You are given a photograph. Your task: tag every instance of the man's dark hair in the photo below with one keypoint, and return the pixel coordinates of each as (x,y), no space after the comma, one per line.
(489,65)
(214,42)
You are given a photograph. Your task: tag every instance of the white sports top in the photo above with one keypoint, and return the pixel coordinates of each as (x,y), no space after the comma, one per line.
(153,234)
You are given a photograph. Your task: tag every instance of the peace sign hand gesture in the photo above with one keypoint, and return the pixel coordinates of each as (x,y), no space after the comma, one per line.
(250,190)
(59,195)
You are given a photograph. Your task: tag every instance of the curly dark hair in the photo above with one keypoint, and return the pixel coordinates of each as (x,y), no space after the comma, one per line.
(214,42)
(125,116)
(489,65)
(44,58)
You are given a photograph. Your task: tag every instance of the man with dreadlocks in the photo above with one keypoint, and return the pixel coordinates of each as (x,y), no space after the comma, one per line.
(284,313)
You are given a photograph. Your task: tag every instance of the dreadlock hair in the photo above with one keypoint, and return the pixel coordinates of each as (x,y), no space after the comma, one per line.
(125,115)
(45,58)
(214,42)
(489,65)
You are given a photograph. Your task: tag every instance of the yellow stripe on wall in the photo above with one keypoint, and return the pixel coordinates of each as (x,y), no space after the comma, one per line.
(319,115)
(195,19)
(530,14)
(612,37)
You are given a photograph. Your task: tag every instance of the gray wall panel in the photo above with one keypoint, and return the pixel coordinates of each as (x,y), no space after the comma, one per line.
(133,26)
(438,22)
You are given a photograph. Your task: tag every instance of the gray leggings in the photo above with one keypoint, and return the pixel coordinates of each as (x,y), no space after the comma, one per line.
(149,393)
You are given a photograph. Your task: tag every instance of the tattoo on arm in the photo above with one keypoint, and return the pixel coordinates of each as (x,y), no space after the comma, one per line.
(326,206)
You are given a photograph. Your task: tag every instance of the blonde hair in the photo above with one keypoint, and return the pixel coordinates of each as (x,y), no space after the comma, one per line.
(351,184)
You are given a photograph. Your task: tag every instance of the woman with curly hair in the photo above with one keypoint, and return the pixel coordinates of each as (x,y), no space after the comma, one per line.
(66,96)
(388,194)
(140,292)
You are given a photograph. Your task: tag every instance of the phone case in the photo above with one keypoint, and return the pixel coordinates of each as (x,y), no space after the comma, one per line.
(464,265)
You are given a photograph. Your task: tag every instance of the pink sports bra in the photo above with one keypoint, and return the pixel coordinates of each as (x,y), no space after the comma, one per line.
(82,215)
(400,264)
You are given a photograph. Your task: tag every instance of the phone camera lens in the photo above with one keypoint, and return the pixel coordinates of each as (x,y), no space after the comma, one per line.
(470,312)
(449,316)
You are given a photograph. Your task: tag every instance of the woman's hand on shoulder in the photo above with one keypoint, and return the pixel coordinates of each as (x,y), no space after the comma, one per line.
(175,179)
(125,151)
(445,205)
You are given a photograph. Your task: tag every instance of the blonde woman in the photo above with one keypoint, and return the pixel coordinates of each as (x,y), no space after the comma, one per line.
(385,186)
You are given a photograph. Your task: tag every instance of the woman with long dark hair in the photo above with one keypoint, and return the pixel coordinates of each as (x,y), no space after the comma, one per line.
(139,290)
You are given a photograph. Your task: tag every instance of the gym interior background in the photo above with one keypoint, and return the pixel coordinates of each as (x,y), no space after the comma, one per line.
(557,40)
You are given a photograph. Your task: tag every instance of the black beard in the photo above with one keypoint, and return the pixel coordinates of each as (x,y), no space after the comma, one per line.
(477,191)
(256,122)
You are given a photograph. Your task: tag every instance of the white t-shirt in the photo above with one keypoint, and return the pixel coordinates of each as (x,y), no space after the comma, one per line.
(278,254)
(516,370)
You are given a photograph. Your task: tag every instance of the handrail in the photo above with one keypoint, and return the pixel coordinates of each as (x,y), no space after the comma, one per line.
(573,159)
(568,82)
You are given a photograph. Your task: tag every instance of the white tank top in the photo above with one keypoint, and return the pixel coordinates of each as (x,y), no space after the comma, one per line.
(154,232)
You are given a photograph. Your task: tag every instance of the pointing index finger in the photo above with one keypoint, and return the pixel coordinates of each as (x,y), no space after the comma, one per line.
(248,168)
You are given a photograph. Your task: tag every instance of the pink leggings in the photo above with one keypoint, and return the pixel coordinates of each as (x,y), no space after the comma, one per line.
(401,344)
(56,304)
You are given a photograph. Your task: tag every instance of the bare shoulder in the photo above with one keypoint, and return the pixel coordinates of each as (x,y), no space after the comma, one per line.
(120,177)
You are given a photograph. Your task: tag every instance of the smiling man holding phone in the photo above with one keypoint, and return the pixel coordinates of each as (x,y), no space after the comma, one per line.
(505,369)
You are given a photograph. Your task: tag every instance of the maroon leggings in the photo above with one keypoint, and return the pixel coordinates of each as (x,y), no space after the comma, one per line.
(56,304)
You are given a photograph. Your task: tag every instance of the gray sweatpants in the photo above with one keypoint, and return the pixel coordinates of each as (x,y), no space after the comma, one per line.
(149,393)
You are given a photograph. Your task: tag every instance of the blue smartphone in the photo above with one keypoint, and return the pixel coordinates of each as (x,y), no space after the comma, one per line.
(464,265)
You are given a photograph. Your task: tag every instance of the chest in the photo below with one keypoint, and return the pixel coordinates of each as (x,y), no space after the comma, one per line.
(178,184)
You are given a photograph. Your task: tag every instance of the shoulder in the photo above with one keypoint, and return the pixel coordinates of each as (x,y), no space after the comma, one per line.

##########

▶ [Problem statement]
Quote each line of the data above exactly as written.

▶ [Task result]
You are given a photograph. Your task: tag every instance of the man's dark hair in the photo below with one keypoint, and return the pixel coordinates of each as (x,y), no space after the comma, one per line.
(489,65)
(214,42)
You are given a photograph. Your task: tag every instance of the white sports top in the photo above with one keypoint, and return the pixel coordinates of each as (x,y), no space after the comma, one per line.
(153,234)
You are given a photograph. Your task: tag every instance of the peace sign hand gesture in the photo above with one keypoint, and return the pixel coordinates of each as (x,y), no space after the comma, one per line.
(250,190)
(59,195)
You are given a photograph. Your task: tag every instance of the curly dark hair in the photo above with one keypoint, and return the pixel coordinates of each as (x,y), no space after the comma, one per line.
(214,42)
(125,116)
(489,65)
(44,58)
You are given a photograph. Your task: tag every instance of the man with dreadlocks in the photo above with one keypoint, and return the pixel coordinates of each as (x,y), no space after the comma, one per line.
(284,313)
You are given a photograph. Your task: tag every instance of the dreadlock hair in the photo above with one keypoint, and return the pixel coordinates of each as (x,y), no space after the comma, one per line.
(125,115)
(45,58)
(214,42)
(489,65)
You are given a photograph. Your task: tag every instance of the yellow stripe on wall in the photo above with one keypoint, and return the pixel coordinates of each as (x,y), no space after the comma, one per line.
(319,115)
(195,19)
(530,14)
(612,37)
You are given a photograph. Your task: tag every instance of the gray wall panel in the photo above with one keypoint, and return the pixel coordinates of each as (x,y), no space after the comma, one per line.
(133,26)
(438,22)
You are given a photograph. Your task: tag every instance of the gray leggings in the photo above with one keypoint, and return the pixel coordinates of each as (x,y), no space after the comma, one per line.
(149,393)
You are given a photograph. Your task: tag every instance of the tattoo on arm in the photo above with one keypoint, and return the pixel coordinates of each as (x,y), no space after the comma, one per line.
(326,206)
You are given a photograph. Your task: tag every instance of the blonde hair in the photo above with one keypoint, and return the pixel coordinates of each as (x,y), no space after the comma, one per line.
(351,184)
You are given a photograph. Your task: tag every instance of the woman with curly hair in the photo above with one keypoint, and return the pixel coordinates of each as (x,y), no space after the comma, one per line.
(66,96)
(388,194)
(140,292)
You are given a photograph. Your task: tag every instance of the phone case in the photo above with one keypoint, and return the pixel coordinates of each as (x,y), no space after the comma, one per line.
(464,265)
You are given a photograph. Your task: tag every instance of the pink sports bra in the photo above with one keypoint, and return the pixel coordinates of each as (x,y), no space after the comma, one per line.
(82,215)
(400,264)
You are given a photograph. Your task: tag every instance of the phone camera lens in the photo above with one keypoint, and return the pixel coordinates of each as (x,y), no space after the comma, one per line.
(470,312)
(449,316)
You are given a photograph. Your task: tag every instance of the woman's hand on shoulder in the photo above with one keypoint, and return the pixel coordinates of each as (x,y), no space after the comma, one per line.
(175,179)
(125,151)
(445,205)
You are given a photograph. Your task: tag every instance of the blonde woman in the photo above with one keypoint, and return the pixel coordinates of each as (x,y), no space after the comma, one per line.
(385,186)
You are given a photograph. Your task: tag every instance of the woman with long dark hair in the photo above with one keypoint, and return the pixel coordinates of each as (x,y), no space after the comma, one per line.
(139,290)
You are given a photograph. Your task: tag every instance of the gym interior background in the photo above with one keypoint, and return the pixel coordinates of each as (x,y), no space after the comma, one per line.
(557,40)
You are given a photograph. Your task: tag every instance of the black beard in the photo above with one keypoint, and return the pixel coordinates of each as (x,y), no space after the comma, one per line.
(477,191)
(256,122)
You are given a photograph. Your task: tag every instance of the white t-shirt in the photo above with one keypoint, and return the pixel coordinates of each as (x,y), no space after the comma, one per line.
(278,254)
(516,370)
You are given a photograph. Your task: tag every instance of the handrail in the photo above with one keypoint, and return the pixel coordinates of each as (x,y), no space after the comma, one per line.
(573,159)
(568,82)
You are given a photograph. Your task: tag every instance of the white tank top in the photo above with one keypoint, and return the pixel coordinates of each as (x,y), no space after the comma, one per line.
(154,232)
You are given a photograph. Your task: tag every instance of the pointing index finger in the photo above with one keypoint, and return the pixel coordinates of each as (x,y), no space after the comma, one per line.
(248,168)
You are given a photograph. Your task: tag every instance of the pink leggings in the photo above with one keypoint, and return the pixel coordinates of each as (x,y), no space after the comma, one per line.
(401,344)
(56,304)
You are given a photograph. Your task: tag every instance of the bare shoulder in the photo above with one keypoint, and return the pixel coordinates of each as (x,y), no space after the comma, one per line.
(120,177)
You are given a photograph. Your task: tag every instance of the smiling man holding phone in the photo above with one keypoint, and return the pixel coordinates of each as (x,y), no space after the comma, one per line.
(505,369)
You are given a photograph. Your task: tag every instance of the maroon leggings in the photo above with one keypoint, and return the pixel coordinates of each as (x,y), no space after the comma, one per line.
(56,304)
You are given a photograph. Your task: tag every instance of the gray sweatpants in the photo above with one keypoint, and return the pixel coordinates of each as (x,y), no space after the comma, one per line.
(149,393)
You are given a photograph. Your task: tag every instance of the blue smartphone in the photo above with one keypoint, and return the pixel coordinates of each as (x,y), no space after the comma, one per line.
(464,265)
You are given a photograph. Your task: tag every instance of the chest in the photo below with one keypoint, and return the pixel coordinates of each as (x,y), no space after the comma, one per line.
(178,184)
You are given a photograph. Your task: tag every instance of the shoulder in the photo above with one keypoint, and return the pixel coordinates of each as (x,y), no space after the comma, one per line.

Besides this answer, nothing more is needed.